SUPPLIED TEXT =
Outlined in ticket 2697. Works by checking amount of digits in "x" thenHEADmaster

rounding "x" to the appropriate amount of digits. Also added code to
return 0 when "x" is pi or pi/2 to the appropriate sin, cos or tan
function. Work by Andrew Xia

1 files changed, 55 insertions, 15 deletions

diff --git a/functions.py b/functions.py
index 8a737ff..f335d19 100644
--- a/functions.py
+++ b/functions.py
@@ -70,6 +70,7 @@ _FUNCTIONS = [
     _('tan'),
     _('tanh'),
     _('xor'),
+    _('countDigits')
     ]    
 
 def _d(val):
@@ -112,13 +113,17 @@ abs.__doc__ = _(
 'abs(x), return absolute value of x, which means -x for x < 0')
 
 def acos(x):
-    return _inv_scale_angle(math.acos(x))
+    n = countDigits(x)
+    x = _inv_scale_angle(math.acos(x))
+    return round(x, int(n - math.ceil(math.log10(abs(x)))))

SHORT EXERCISE A =
Using the commit shown above, answer briefly:
(i) Which ticket number outlines this change?
(ii) How many insertions and how many deletions does the change make?
(iii) What name is added to the _FUNCTIONS list?

RAW DATA =
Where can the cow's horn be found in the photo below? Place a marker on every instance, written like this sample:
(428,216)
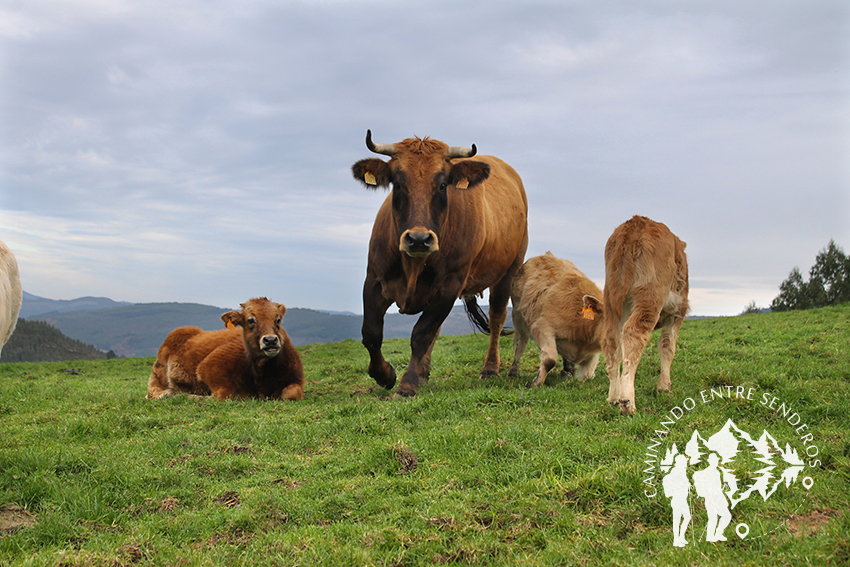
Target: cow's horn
(460,151)
(384,149)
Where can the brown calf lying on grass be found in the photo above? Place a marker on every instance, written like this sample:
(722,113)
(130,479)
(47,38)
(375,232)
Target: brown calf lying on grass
(646,288)
(558,306)
(254,361)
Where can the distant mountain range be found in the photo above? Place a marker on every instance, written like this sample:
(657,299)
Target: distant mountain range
(138,329)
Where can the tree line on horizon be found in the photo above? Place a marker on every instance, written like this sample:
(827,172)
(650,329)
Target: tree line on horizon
(828,284)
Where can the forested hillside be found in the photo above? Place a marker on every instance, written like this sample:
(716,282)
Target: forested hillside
(36,341)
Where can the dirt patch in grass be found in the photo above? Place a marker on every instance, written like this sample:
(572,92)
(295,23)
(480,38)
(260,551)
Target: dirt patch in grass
(408,461)
(14,518)
(809,524)
(229,499)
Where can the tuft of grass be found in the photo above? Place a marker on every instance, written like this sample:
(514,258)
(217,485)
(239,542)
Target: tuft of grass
(471,471)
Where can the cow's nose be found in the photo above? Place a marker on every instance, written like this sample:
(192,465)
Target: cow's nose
(419,241)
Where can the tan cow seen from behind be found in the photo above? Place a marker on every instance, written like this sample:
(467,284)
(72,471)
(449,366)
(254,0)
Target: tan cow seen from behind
(252,358)
(560,308)
(646,288)
(11,293)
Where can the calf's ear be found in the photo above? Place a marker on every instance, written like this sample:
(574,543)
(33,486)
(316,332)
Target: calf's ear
(372,172)
(592,307)
(233,319)
(465,174)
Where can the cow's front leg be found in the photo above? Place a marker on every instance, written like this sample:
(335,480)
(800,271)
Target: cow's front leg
(375,306)
(421,344)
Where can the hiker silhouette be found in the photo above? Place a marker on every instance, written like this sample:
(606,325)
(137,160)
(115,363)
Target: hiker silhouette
(676,487)
(708,484)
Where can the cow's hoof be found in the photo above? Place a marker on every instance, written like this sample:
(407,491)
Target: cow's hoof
(627,407)
(385,379)
(404,391)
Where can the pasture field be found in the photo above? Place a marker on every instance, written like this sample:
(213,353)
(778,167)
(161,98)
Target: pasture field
(481,472)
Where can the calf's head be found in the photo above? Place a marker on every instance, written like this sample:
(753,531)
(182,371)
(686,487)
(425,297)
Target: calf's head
(422,172)
(260,322)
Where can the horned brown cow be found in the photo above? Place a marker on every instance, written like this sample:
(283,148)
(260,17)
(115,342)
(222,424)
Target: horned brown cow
(253,359)
(646,288)
(451,227)
(560,308)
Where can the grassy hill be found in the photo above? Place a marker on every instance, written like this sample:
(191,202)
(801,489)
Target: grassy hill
(139,329)
(482,472)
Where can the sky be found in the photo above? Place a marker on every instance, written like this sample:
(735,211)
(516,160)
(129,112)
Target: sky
(198,151)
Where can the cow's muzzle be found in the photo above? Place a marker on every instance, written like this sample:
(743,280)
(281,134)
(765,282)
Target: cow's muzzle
(418,242)
(270,345)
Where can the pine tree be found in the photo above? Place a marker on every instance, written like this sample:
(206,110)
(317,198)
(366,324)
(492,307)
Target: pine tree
(829,283)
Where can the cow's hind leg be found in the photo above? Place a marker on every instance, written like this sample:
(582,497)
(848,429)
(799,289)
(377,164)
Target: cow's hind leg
(666,352)
(421,344)
(612,348)
(545,339)
(586,368)
(499,296)
(521,336)
(158,386)
(375,306)
(636,333)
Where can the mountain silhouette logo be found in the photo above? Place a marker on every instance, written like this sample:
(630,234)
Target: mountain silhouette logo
(725,469)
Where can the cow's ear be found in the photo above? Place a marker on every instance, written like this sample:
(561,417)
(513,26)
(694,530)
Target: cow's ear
(233,319)
(372,172)
(467,174)
(592,307)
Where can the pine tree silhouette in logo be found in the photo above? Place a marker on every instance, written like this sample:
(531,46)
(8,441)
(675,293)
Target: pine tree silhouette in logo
(714,480)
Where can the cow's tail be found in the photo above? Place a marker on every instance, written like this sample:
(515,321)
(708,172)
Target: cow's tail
(478,318)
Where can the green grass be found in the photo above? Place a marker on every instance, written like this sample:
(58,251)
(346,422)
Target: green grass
(469,472)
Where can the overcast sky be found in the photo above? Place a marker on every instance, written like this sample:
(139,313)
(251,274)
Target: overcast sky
(201,151)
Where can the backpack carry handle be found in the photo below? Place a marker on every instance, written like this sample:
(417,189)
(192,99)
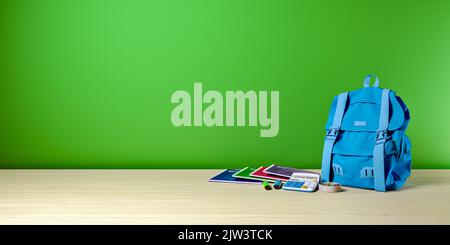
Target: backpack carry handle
(367,81)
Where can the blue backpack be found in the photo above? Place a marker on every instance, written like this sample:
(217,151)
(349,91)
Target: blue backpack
(365,144)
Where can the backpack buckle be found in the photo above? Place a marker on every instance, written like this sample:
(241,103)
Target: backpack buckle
(381,136)
(332,133)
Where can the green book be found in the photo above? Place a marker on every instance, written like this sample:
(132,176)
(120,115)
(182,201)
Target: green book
(245,174)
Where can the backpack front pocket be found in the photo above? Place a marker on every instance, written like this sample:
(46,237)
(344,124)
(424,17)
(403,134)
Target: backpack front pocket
(354,171)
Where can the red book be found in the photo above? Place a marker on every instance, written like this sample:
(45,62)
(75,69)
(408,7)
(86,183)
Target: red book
(260,174)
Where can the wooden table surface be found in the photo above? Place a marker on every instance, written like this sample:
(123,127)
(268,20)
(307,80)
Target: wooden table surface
(186,197)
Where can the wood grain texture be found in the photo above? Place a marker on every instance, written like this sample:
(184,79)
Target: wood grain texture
(185,197)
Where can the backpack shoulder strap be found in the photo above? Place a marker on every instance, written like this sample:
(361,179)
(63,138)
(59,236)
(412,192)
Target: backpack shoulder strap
(331,136)
(381,135)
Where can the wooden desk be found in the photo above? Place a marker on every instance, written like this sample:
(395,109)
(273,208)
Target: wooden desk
(185,197)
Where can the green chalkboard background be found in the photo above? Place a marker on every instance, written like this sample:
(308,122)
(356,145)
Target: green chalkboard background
(87,84)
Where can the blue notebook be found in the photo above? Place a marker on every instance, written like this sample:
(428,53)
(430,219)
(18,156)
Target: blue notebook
(226,176)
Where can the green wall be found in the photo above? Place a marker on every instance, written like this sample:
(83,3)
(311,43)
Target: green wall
(87,84)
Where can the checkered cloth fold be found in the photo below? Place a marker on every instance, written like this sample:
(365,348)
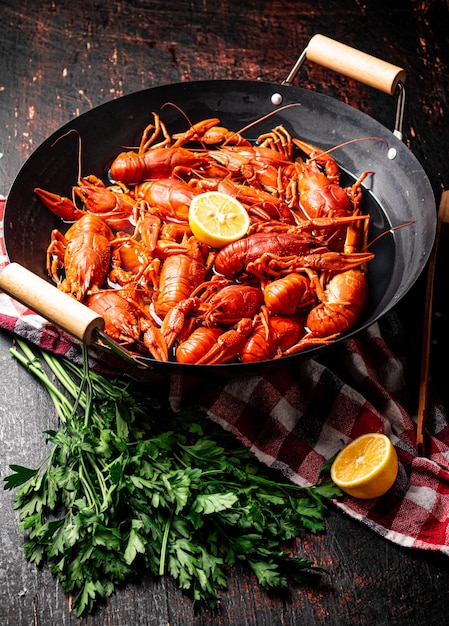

SHORT EXERCISE B =
Pick out every line of the rows that contains the string "carry". Case counts.

WRITTEN SOLUTION A =
(i) 2697
(ii) 55 insertions and 15 deletions
(iii) countDigits

WRITTEN SOLUTION B =
Where can the backpack carry handle be found in the photo below? Place a marker on every instance, written like this sample:
Target: backpack carry handle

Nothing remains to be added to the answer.